28.          In  Bombay  Salt  &  Chemical  Industries8,  this  Court   with
reference to the public auction of certain  salt  pans  which  were  evacuee
property and formed part of the  compensation  pool  constituted  under  the
1954 Act held in para 10 of the Report as under :
           “10. It is clear from the rules and the conditions of  sale  set
           out above that the declaration that a  person  was  the  highest
           bidder at the auction does not amount to  a  complete  sale  and
           transfer of the property to him. The fact that the bid has to be
           approved by the Settlement Commissioner  shows  that  till  such
           approval which the  Commissioner  is  not  bound  to  give,  the
           auction-purchaser has no right at all. It would  further  appear
           that even the approval of the bid by the Settlement Commissioner
           does not amount to a transfer of property for the purchaser  has
           yet to pay the balance of  the  purchase  money  and  the  rules
           provide that if he fails to do that he shall not have any  claim
           to the property. The correct position is that on the approval of
           the bid by the Settlement Commissioner, a binding  contract  for
           the sale of the property to  the  auction-purchaser  comes  into
           existence. Then the provision as to the sale  certificate  would
           indicate that only upon the  issue  of  it  a  transfer  of  the
           property takes place. Condition of Sale  No.  7  in  this  case,
           furthermore, expressly stipulated that upon the payment  of  the
           purchase price in full the ownership would be transferred and  a
           sale certificate issued. It is for the appellants to  show  that
           the property had been transferred. They have not stated that the
           sale certificate  was  issued,  nor  that  the  balance  of  the
           purchase money had been paid. In those circumstances, it must be
           held that there has as yet been no transfer of the salt pans  to
           Respondents 4 and 5. The appellants cannot therefore  claim  the
           benefit of Section 29 and ask that they should not  be  evicted.

* _Data shown_:

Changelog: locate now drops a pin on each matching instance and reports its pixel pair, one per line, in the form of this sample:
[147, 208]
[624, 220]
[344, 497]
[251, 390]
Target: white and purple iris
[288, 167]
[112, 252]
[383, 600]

* _Required tasks_:
**A)** Copy the whole listing, line by line, with no changes.
**B)** Extend the court's passage on the auction of the evacuee salt pans beyond its final sentence.

* _Results for the exercise_:
**A)**
Changelog: locate now drops a pin on each matching instance and reports its pixel pair, one per line, in the form of this sample:
[147, 208]
[624, 220]
[344, 497]
[251, 390]
Target: white and purple iris
[288, 167]
[112, 252]
[383, 600]

**B)**
           Mr. Purshottam Trikamdas contended  that  the  sale  certificate
           will in any event be granted and that once it is granted, as the
           form of this certificate shows, the transfer will relate back to
           the date of the auction. It is enough to say in answer  to  this
           contention that assuming it to be right, a point which is by  no
           means obvious and which we do not decide, till it is granted  no
           transfer with effect from any date whatsoever  takes  place  and
           none has yet been granted.”

29.         In Bishan Paul1, a two-Judge Bench of this Court  observed  that
in Bombay Salt & Chemical Industries8  this Court did  not  directly  decide
the question when title would pass  to an  auction-purchaser.  It  was  held
that title  would  pass  when  the  full  price  was  realized.  This  Court
observed having regard to the time lag between  acceptance  of  the  highest
bid, payment of full price and the issuance of certificate, that title  must
be deemed to have been passed when the sale became  absolute  and  the  sale
certificate must relate back to  that  date,  i.e.,  when  the  sale  became
absolute.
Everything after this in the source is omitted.